#### What you should do:
Would you restate every entry that follows, word for word, and leave out the pictures?

----- Extracted entries

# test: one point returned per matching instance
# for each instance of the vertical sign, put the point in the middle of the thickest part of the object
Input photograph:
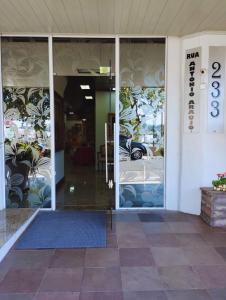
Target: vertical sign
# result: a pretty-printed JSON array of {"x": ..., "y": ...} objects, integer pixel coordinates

----------

#### Output for this task:
# test: one point returned per matching instance
# for each instance of the vertical sign, put the point in the middle of the thickest part of the object
Input photograph:
Target: vertical sign
# result: a pretty-printed JSON array of {"x": ..., "y": ...} objects, integer pixel coordinates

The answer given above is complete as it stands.